What is needed:
The required output is the line containing "negative clicks: (324, 207)" followed by every later line through the end of the data, all reproduced exactly.

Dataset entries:
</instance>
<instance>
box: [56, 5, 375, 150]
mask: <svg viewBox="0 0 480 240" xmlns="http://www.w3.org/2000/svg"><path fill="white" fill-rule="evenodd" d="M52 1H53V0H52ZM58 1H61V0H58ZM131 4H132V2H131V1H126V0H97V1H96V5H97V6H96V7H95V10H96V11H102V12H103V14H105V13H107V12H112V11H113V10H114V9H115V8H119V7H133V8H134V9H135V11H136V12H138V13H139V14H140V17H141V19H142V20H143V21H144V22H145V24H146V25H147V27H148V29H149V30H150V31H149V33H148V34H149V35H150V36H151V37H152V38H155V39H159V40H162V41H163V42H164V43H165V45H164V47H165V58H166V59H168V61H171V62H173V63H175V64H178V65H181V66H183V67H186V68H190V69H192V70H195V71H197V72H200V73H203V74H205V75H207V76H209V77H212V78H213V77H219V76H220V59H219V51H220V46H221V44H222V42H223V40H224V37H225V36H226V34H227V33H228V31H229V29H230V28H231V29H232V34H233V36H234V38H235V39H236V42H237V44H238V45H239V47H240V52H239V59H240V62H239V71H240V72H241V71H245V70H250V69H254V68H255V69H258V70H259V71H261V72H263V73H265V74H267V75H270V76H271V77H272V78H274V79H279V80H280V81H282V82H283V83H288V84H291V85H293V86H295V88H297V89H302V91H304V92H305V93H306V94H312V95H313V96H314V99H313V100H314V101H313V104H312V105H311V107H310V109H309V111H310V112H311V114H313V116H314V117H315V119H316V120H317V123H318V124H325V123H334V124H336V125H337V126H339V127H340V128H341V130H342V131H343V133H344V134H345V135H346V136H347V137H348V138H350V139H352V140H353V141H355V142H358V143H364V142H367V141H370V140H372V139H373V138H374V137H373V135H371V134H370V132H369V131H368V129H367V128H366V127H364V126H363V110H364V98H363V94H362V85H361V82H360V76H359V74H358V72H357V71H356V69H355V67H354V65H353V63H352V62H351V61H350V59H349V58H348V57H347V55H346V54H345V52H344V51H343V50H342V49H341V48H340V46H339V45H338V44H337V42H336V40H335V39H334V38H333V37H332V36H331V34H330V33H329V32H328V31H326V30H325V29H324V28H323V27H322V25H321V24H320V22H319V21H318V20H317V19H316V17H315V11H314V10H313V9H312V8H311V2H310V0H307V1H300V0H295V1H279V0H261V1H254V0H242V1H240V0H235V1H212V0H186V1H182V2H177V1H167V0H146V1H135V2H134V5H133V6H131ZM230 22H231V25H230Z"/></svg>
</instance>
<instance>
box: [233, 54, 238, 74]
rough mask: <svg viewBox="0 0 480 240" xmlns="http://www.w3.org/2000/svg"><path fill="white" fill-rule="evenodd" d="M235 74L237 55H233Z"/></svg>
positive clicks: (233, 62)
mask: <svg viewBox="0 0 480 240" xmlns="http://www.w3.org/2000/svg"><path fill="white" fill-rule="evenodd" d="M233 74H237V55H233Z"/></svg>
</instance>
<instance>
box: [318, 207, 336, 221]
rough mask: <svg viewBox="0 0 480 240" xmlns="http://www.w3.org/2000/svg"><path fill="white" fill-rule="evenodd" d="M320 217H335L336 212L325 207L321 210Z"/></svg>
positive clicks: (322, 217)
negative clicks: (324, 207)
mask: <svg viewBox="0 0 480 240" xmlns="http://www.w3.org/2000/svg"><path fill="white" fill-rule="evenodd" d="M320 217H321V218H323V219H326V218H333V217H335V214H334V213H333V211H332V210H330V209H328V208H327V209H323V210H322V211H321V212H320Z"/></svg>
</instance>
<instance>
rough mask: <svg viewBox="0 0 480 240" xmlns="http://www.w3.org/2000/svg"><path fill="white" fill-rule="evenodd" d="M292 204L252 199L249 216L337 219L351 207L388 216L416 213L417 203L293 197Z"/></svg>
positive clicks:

Output of the exercise:
negative clicks: (324, 207)
mask: <svg viewBox="0 0 480 240" xmlns="http://www.w3.org/2000/svg"><path fill="white" fill-rule="evenodd" d="M320 217H321V218H323V219H326V218H333V217H335V214H334V213H333V211H332V210H330V209H328V208H327V209H323V210H322V211H321V212H320Z"/></svg>
</instance>
<instance>
rough mask: <svg viewBox="0 0 480 240" xmlns="http://www.w3.org/2000/svg"><path fill="white" fill-rule="evenodd" d="M292 204L252 199L249 216L337 219L351 207L388 216L416 213L417 203L293 197Z"/></svg>
positive clicks:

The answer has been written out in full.